- **EXERCISE TASK**
Put the lines of the listing below into a JSON list of strings, one string per line and no blank lines. Begin at the line that has "Confirm every instance of the parked" and stop after the last line of the listing.

- **SUPPLIED MATERIAL**
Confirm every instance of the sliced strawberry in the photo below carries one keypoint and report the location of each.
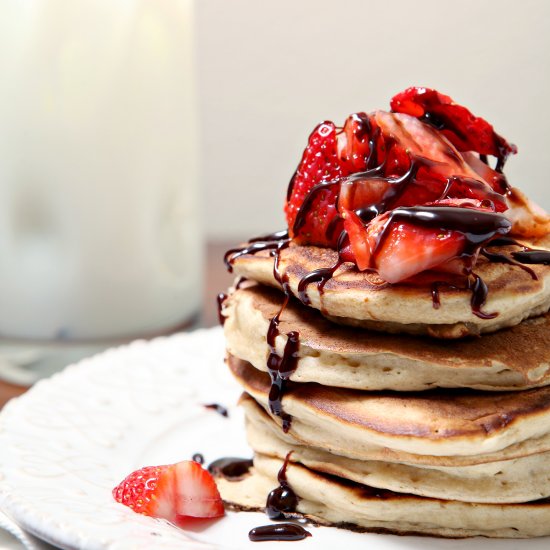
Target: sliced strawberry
(463, 129)
(171, 492)
(359, 241)
(353, 143)
(312, 216)
(320, 163)
(404, 242)
(439, 170)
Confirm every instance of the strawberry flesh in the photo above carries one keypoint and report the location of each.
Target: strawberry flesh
(463, 129)
(171, 492)
(402, 243)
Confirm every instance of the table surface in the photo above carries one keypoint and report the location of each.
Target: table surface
(216, 280)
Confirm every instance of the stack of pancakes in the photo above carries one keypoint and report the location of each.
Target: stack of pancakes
(405, 417)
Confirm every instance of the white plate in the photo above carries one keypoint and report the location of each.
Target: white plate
(67, 442)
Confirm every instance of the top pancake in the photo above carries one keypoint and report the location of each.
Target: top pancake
(358, 298)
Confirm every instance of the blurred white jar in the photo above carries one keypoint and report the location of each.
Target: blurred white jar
(99, 226)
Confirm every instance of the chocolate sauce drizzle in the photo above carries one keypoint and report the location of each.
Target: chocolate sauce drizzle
(220, 409)
(280, 367)
(230, 467)
(282, 500)
(278, 532)
(323, 275)
(220, 299)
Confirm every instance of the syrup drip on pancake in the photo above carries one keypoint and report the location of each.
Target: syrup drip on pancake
(282, 500)
(321, 276)
(220, 299)
(280, 367)
(231, 467)
(282, 531)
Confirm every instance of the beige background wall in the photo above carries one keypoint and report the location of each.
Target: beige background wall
(270, 70)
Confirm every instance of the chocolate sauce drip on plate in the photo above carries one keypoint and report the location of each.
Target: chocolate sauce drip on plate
(282, 500)
(230, 467)
(278, 532)
(220, 409)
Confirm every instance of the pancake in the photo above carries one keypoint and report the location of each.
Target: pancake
(356, 358)
(362, 299)
(440, 423)
(506, 481)
(335, 501)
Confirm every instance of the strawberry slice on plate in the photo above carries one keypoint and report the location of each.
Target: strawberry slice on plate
(172, 492)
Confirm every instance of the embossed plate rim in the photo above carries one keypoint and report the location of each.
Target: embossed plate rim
(71, 518)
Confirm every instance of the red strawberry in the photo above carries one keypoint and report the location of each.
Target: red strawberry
(398, 247)
(319, 164)
(171, 492)
(329, 156)
(353, 143)
(440, 170)
(463, 129)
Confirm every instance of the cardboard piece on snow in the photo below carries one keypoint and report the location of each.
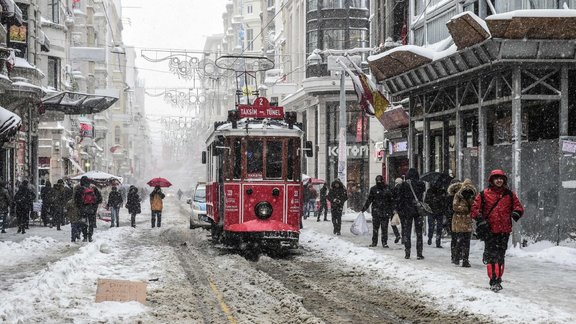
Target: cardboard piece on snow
(121, 291)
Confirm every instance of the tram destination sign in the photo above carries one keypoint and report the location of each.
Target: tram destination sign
(260, 109)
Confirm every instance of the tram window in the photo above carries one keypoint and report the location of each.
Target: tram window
(237, 152)
(273, 159)
(290, 164)
(254, 155)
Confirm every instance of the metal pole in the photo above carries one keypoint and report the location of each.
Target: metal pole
(342, 154)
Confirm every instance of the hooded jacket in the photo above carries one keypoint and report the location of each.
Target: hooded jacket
(382, 199)
(86, 210)
(464, 194)
(133, 201)
(337, 195)
(156, 199)
(500, 217)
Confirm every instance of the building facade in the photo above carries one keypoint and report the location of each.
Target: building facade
(501, 102)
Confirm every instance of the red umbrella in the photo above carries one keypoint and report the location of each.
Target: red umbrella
(159, 182)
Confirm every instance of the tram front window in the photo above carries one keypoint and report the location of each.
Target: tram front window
(273, 160)
(254, 155)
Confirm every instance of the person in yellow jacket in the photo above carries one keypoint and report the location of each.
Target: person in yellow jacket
(156, 206)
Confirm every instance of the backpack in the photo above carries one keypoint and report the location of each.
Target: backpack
(88, 196)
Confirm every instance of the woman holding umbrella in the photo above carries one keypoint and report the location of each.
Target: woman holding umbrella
(133, 205)
(156, 206)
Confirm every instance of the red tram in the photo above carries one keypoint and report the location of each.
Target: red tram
(254, 194)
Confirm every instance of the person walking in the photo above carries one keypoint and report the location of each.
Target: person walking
(156, 206)
(464, 194)
(323, 203)
(337, 197)
(498, 205)
(46, 196)
(306, 197)
(383, 202)
(23, 202)
(114, 203)
(435, 197)
(77, 223)
(59, 200)
(397, 183)
(133, 204)
(449, 213)
(87, 198)
(5, 204)
(312, 195)
(410, 193)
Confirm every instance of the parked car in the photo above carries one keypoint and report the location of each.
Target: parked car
(197, 203)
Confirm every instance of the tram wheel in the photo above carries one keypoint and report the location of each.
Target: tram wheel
(216, 232)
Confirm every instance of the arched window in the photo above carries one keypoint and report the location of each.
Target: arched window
(117, 134)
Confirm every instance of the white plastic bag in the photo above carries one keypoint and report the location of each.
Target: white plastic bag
(395, 220)
(359, 226)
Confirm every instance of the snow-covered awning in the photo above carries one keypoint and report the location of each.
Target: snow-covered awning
(11, 13)
(44, 42)
(534, 24)
(9, 123)
(73, 103)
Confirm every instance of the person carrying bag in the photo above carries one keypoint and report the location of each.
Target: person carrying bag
(408, 193)
(359, 226)
(502, 206)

- **COMPLETED EXERCISE**
[
  "Confirm every instance of the parked car in the photo above carries one keypoint and report the location of each.",
  "Target: parked car",
  "(197, 203)",
  "Confirm every instance of the tram wheel in the photo above carries one keypoint and report the location of each.",
  "Target: tram wheel",
  "(216, 232)",
  "Confirm every instance of the arched window in the photo above carries one keypoint and report the location of each.",
  "Target: arched window",
  "(117, 134)",
  "Confirm every instance of the white plastic bag in the photo above carries one keypoint and report the location of each.",
  "Target: white plastic bag",
  "(395, 220)",
  "(359, 226)",
  "Confirm every instance of the snow-covered awning in the photo above carries one keypoint and report the location of each.",
  "Target: snow-covered awning",
  "(11, 13)",
  "(44, 42)",
  "(534, 24)",
  "(9, 123)",
  "(73, 103)",
  "Confirm every instance of the person carrying bag in the photo above carries one keypoint and report the location of each.",
  "Target: person carrying bag",
  "(408, 193)",
  "(359, 226)",
  "(502, 206)"
]